Interview by Hilary Porter

INDIE rockers The Kooks are celebrating a decade together with a 'Best of...' headline tour and album that includes classic singles, and fan favourites such as ‘Naive,’ ‘She Moves In Her Own Way,’ and ‘Bad Habit’ plus two brand new tracks, the lead single, ‘Be Who You Are’ and ‘Broken Vow.’

In a tour statement lead singer Luke Pritchard announced:"It's been the greatest pleasure to work, travel, fight, hate and love the best and most talented people I've met in my life. It's the greatest job in the world and we don't intend to stop any time soon."

Now as the Brighton foursome look forward to playing Southampton 02 Guildhall on Thursday May 4, O2 Academy, Bournemouth on Saturday May 6 and the Isle of Wight Festival on Saturday June 10, Luke, 32, took time to talk to the Daily Echo about the band' s survival despite the rocky road that is rock n roll!

With a few tour dates already under the belt, how was it going so far?

"It's been really, really, really good for so many reasons. I've been pretty blown away by the response because we haven't got any new music out and it's not like we are on the Graham Norton show, so it's great people still come out in force for us, and people go nuts. It's great that they are reacting to the new single 'Be Who You Are' like it's an old favourite too.

● Exercise task A: According to the Kooks interview, on what date does the band play the Isle of Wight Festival?
● Exercise task B: Reproduce the Kooks interview from "Interview by Hilary" up to and including "rock n roll!".

● Stored data:

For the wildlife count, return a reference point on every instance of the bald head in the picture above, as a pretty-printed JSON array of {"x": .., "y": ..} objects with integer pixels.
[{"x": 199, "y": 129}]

● Exercise solution A: Saturday June 10

● Exercise solution B:
Interview by Hilary Porter

INDIE rockers The Kooks are celebrating a decade together with a 'Best of...' headline tour and album that includes classic singles, and fan favourites such as ‘Naive,’ ‘She Moves In Her Own Way,’ and ‘Bad Habit’ plus two brand new tracks, the lead single, ‘Be Who You Are’ and ‘Broken Vow.’

In a tour statement lead singer Luke Pritchard announced:"It's been the greatest pleasure to work, travel, fight, hate and love the best and most talented people I've met in my life. It's the greatest job in the world and we don't intend to stop any time soon."

Now as the Brighton foursome look forward to playing Southampton 02 Guildhall on Thursday May 4, O2 Academy, Bournemouth on Saturday May 6 and the Isle of Wight Festival on Saturday June 10, Luke, 32, took time to talk to the Daily Echo about the band' s survival despite the rocky road that is rock n roll!